Please rewrite the lines that begin at the one containing "Exercise. Point out the parrot standing" and stop after the one containing "<point>152,177</point>", swapping "grass" for "sand" and leaving everything else untouched.

---------- RECORDS SHOWN

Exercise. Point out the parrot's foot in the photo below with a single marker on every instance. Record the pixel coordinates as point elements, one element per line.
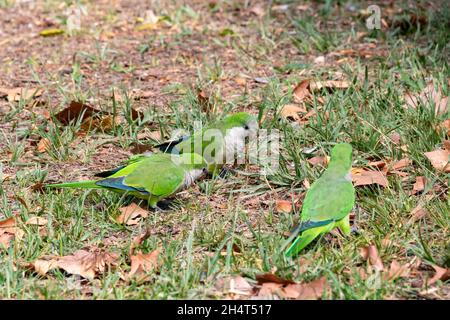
<point>225,172</point>
<point>164,205</point>
<point>354,229</point>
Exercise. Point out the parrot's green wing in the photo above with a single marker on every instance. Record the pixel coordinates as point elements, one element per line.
<point>327,205</point>
<point>328,199</point>
<point>156,175</point>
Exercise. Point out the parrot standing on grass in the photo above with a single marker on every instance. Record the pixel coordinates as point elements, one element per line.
<point>328,202</point>
<point>217,143</point>
<point>152,177</point>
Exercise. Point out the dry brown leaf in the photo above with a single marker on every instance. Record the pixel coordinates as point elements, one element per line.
<point>241,81</point>
<point>378,164</point>
<point>397,270</point>
<point>419,185</point>
<point>9,231</point>
<point>319,160</point>
<point>444,126</point>
<point>395,137</point>
<point>84,263</point>
<point>370,253</point>
<point>138,240</point>
<point>306,291</point>
<point>258,10</point>
<point>439,159</point>
<point>143,263</point>
<point>417,213</point>
<point>37,221</point>
<point>269,289</point>
<point>301,92</point>
<point>283,206</point>
<point>131,214</point>
<point>428,96</point>
<point>446,144</point>
<point>235,285</point>
<point>43,145</point>
<point>328,84</point>
<point>16,94</point>
<point>76,110</point>
<point>442,274</point>
<point>6,239</point>
<point>270,277</point>
<point>291,111</point>
<point>400,164</point>
<point>104,123</point>
<point>361,177</point>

--------------------

* WRITTEN RESPONSE
Exercise. Point out the parrot standing on sand in the photo above with a single marker on every instance. Record the pixel coordinates as point elements, one element per line.
<point>328,202</point>
<point>217,143</point>
<point>152,177</point>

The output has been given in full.